** Page excerpt **
###

An extra array ( auxiliary array with k elements) maintain by counting sort .
+1
Yes..Now I agree with the answer....but here in qsn k means something else. So should not a different variable be used like m instead of k? @Bikram sir.
+1
@ashwan

No , here k means different kind of elements among n elements . Also counting sort definition says the same "Counting sort is an algorithm that takes an array A of n elements in the range {1, 2, ..., k} " here range means different type of elements like 1,2,3,..,k  ..k different elements .

+2
@bikram sir,  So this is not a possible input sequence here?     5,100,1000,5,100,10000   where k=4 distinct elements but maximum value=10000
+1
@ahwan

Yes, this is possible sequence.

This question indirectly ask about counting sort..see the definition of counting sort an this question, you will understand, you may read that MIT slide..google it
+1
@Bikram sir.I don't agree with the selected answer.Here k is not the range so how can we use counting sort?

If my array is :- 1,2,3,1000.

###

** Given material **

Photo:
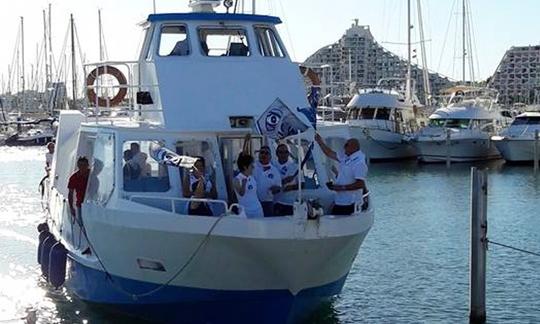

###

** Work required **
Extend the forum thread on counting sort, starting right after its last line, "If my array is :- 1,2,3,1000."

** Answer for this exercise **
Now my k=4 as 4 distinct numbers but maximum number is 1000. K can be 1 or it can be n(total elements),so it is a general case ,array can have 1 distinct element or it can have n distinct elements and it has nothing to do with range.So i will suggest answer as quicksort here as it is the most practical used algorithm
0
@rahul

can u chk my ans once
0
@ahwan

1 to k here index number of the array. That may be array element or maynot. That is not told in question
0
So, complexity should be nlogn
+1

Counting sort operate on k empty lists

but in this question asking about only k elements , then how counting sort will be answer? Ref here

+1
counting sort is applicable when we already know the range of the values of those elements which we have to sort but given question is not giving any information related to it . Then how counting sort is applicable here. anyone please explain.
0

@ankitgupta.1729

last part of counting sort not clear to me. Can u explain me once how do we reducing counting sort array again from $n$ elements to $k$ elements?

Why range is important? If we know the value of $n$ and $k$, we can apply counting sort here. Isit not??

0
can this not be done in o(klogk + n) time, using perfect hashing and any comparison sort algorithm? We hash all the n numbers, storing count of the numbers during hashing. Then sorting only the k distinct numbers using any comparison sort algorithm, after getting the sorted array, then recreating the whole sorted array from the hash using the count stored.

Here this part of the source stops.